*** Begin section ***

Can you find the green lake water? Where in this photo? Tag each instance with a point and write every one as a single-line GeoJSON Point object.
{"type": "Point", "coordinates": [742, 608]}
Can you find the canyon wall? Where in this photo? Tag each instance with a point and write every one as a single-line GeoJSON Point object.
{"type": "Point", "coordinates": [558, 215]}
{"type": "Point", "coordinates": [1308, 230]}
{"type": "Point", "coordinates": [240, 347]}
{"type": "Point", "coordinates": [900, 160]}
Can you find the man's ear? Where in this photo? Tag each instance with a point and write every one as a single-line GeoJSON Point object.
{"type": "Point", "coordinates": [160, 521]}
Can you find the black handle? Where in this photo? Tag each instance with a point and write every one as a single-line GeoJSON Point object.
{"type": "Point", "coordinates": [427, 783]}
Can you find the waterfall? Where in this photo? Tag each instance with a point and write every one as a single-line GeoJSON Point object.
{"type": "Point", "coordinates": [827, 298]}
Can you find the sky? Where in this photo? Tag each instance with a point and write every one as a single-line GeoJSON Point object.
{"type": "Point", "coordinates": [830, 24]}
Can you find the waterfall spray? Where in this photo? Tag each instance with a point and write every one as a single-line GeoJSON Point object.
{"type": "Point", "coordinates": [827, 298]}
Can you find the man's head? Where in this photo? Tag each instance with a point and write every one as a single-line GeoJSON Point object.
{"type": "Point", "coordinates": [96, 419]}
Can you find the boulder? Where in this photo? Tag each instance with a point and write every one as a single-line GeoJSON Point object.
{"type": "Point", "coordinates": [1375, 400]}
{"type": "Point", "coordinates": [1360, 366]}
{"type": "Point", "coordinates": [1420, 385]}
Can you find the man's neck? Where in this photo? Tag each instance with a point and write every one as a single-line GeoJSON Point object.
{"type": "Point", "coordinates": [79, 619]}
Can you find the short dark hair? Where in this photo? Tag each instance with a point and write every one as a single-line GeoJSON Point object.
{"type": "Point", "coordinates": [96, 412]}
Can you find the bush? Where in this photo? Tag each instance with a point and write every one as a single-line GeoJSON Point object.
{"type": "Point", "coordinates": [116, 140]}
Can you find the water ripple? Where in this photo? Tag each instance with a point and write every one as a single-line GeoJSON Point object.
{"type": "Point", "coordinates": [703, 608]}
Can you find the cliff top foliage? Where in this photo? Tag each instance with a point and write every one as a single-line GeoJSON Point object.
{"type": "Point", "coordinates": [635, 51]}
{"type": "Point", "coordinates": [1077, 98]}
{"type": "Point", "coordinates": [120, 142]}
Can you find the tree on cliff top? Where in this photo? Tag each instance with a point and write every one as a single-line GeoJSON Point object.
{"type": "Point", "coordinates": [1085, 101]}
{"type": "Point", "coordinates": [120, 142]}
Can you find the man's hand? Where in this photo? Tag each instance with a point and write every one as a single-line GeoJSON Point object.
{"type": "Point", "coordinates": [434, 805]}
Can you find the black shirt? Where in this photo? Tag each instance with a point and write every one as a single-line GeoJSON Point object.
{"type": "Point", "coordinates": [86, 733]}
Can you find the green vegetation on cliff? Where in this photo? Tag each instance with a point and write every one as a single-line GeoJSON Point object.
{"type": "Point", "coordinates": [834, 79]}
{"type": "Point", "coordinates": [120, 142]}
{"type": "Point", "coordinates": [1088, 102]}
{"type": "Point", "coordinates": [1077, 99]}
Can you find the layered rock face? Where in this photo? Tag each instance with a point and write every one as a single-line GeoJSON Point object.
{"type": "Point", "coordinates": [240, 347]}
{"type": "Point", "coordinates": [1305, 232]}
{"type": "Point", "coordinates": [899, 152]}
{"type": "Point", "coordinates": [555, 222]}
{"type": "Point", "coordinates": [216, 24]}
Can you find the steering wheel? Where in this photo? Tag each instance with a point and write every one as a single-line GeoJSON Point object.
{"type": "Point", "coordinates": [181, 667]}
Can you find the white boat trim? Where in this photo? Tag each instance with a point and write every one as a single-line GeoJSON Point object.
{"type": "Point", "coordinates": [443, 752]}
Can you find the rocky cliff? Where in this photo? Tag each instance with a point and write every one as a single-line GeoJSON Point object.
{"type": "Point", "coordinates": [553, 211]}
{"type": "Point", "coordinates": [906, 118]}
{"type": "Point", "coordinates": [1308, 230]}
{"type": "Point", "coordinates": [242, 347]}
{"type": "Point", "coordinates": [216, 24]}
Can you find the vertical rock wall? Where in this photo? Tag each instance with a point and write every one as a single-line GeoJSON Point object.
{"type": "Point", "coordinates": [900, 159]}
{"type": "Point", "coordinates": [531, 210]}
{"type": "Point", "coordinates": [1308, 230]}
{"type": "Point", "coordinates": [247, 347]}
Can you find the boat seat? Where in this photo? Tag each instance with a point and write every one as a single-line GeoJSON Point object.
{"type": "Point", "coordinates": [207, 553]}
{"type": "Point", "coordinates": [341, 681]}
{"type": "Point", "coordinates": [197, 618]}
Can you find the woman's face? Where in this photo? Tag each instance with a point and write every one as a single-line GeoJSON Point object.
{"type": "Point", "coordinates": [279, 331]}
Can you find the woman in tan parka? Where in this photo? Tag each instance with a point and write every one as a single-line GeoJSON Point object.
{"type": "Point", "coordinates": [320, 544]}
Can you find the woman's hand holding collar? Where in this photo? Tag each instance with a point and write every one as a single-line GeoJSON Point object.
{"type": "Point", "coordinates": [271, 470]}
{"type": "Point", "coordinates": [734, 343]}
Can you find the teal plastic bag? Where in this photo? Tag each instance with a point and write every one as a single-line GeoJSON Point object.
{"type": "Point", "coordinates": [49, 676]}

*** End section ***

### Work required
Every line above should be transcribed exactly.

### Exercise output
Can you find the green lake water? Where in this photo? Tag each instance with a point and write every one as a single-line GeoJSON Point object.
{"type": "Point", "coordinates": [742, 608]}
Can you find the canyon wall? Where in this photo? Tag each instance with a point and write every one as a single-line GeoJSON Point object.
{"type": "Point", "coordinates": [558, 215]}
{"type": "Point", "coordinates": [1308, 230]}
{"type": "Point", "coordinates": [240, 347]}
{"type": "Point", "coordinates": [900, 160]}
Can you find the man's ear? Where in this photo? Tag each instance with a point and write every one as a single-line GeoJSON Point object.
{"type": "Point", "coordinates": [160, 521]}
Can you find the black handle? Where in this photo? Tag each instance with a point and write every one as a single-line GeoJSON Point object.
{"type": "Point", "coordinates": [427, 783]}
Can you find the waterfall? Where in this photo? Tag each instance with a point and write every one as a single-line GeoJSON Point object.
{"type": "Point", "coordinates": [827, 298]}
Can you find the sky? Where in this photo? Tag each instance with a point and write every one as a single-line GeoJSON Point object.
{"type": "Point", "coordinates": [830, 24]}
Can you find the waterfall spray? Where in this photo? Tag each instance with a point and write every one as a single-line GeoJSON Point object.
{"type": "Point", "coordinates": [827, 298]}
Can you find the man's head? Where in this photo? Tag each instance with a point and write every one as a single-line GeoJSON Point object.
{"type": "Point", "coordinates": [96, 419]}
Can you find the boulder? Where in this photo? Tag each instance with a point and write every one as a single-line GeoJSON Point object.
{"type": "Point", "coordinates": [1375, 400]}
{"type": "Point", "coordinates": [1360, 366]}
{"type": "Point", "coordinates": [1420, 385]}
Can you find the man's neck? Where in this photo? Tag each instance with a point and write every one as a single-line GeoJSON Point object.
{"type": "Point", "coordinates": [79, 619]}
Can you find the short dark hair? Where in this photo? Tag each instance with a point and write every one as a single-line GeoJSON Point object.
{"type": "Point", "coordinates": [96, 412]}
Can you find the bush? Where in this photo? Tag each instance with a point and write every one as a single-line GeoJSON Point object.
{"type": "Point", "coordinates": [116, 140]}
Can you find the water ripple? Where in this photo? Tag each instance with a point and write every one as a single-line GeoJSON Point object.
{"type": "Point", "coordinates": [703, 608]}
Can you find the cliff top foliage? Where in this photo? Tag each instance with a point and write every one as a single-line GeoJSON Point object.
{"type": "Point", "coordinates": [635, 51]}
{"type": "Point", "coordinates": [1077, 98]}
{"type": "Point", "coordinates": [120, 142]}
Can you find the tree on cliff top? Where in this photo? Tag each instance with a point and write every one as a single-line GeoJSON Point object.
{"type": "Point", "coordinates": [1085, 101]}
{"type": "Point", "coordinates": [120, 142]}
Can you find the man's hand? Where in this photo? Tag each instance with a point and write every one as a single-line GeoJSON Point object.
{"type": "Point", "coordinates": [434, 805]}
Can you find the black shirt? Where in this photo? Tag each instance with a point and write every one as a single-line GeoJSON Point object.
{"type": "Point", "coordinates": [86, 733]}
Can you find the green vegetation on cliff? Where in this photo? Tag each instance with a point and write every one as a single-line GeoJSON Point object.
{"type": "Point", "coordinates": [834, 79]}
{"type": "Point", "coordinates": [120, 142]}
{"type": "Point", "coordinates": [1088, 102]}
{"type": "Point", "coordinates": [1077, 99]}
Can you find the layered rock face? Where in this photo? Tag each instance with a point and write every one as a single-line GeoJSON Point object.
{"type": "Point", "coordinates": [240, 347]}
{"type": "Point", "coordinates": [1305, 232]}
{"type": "Point", "coordinates": [899, 152]}
{"type": "Point", "coordinates": [555, 222]}
{"type": "Point", "coordinates": [216, 24]}
Can you find the steering wheel? Where in this photo? Tag each instance with a point and write every one as a single-line GeoJSON Point object.
{"type": "Point", "coordinates": [181, 667]}
Can you find the white boat trim? Where in this photo? Tag each instance with a point and write every one as a single-line GeoJSON Point object.
{"type": "Point", "coordinates": [443, 752]}
Can you find the rocky cliff? Where in this photo? Tag each instance with a point and write every one as a single-line GeoJSON Point object.
{"type": "Point", "coordinates": [553, 211]}
{"type": "Point", "coordinates": [906, 118]}
{"type": "Point", "coordinates": [1308, 230]}
{"type": "Point", "coordinates": [242, 347]}
{"type": "Point", "coordinates": [216, 24]}
Can you find the vertical rock wall? Where in this photo? Tag each instance with a point and write every one as a single-line GeoJSON Point object.
{"type": "Point", "coordinates": [900, 159]}
{"type": "Point", "coordinates": [531, 210]}
{"type": "Point", "coordinates": [1308, 230]}
{"type": "Point", "coordinates": [247, 347]}
Can you find the boat seat? Where in this photo? Tag each instance with a point and write every one as a single-line GeoJSON Point object.
{"type": "Point", "coordinates": [207, 553]}
{"type": "Point", "coordinates": [341, 681]}
{"type": "Point", "coordinates": [197, 618]}
Can you find the woman's face? Where in this photo? Tag each instance with a point and write every one as a single-line GeoJSON Point object.
{"type": "Point", "coordinates": [279, 331]}
Can you find the woman in tan parka? Where in this photo? Tag each instance with a point and write every one as a single-line GeoJSON Point object.
{"type": "Point", "coordinates": [320, 544]}
Can you find the woman's hand holding collar? Where in this photo? Tag each instance with a point and write every one as a single-line GeoJSON Point object.
{"type": "Point", "coordinates": [271, 470]}
{"type": "Point", "coordinates": [734, 343]}
Can you find the teal plastic bag? Where in this photo? Tag each instance with a point and write every one as a single-line GeoJSON Point object.
{"type": "Point", "coordinates": [49, 676]}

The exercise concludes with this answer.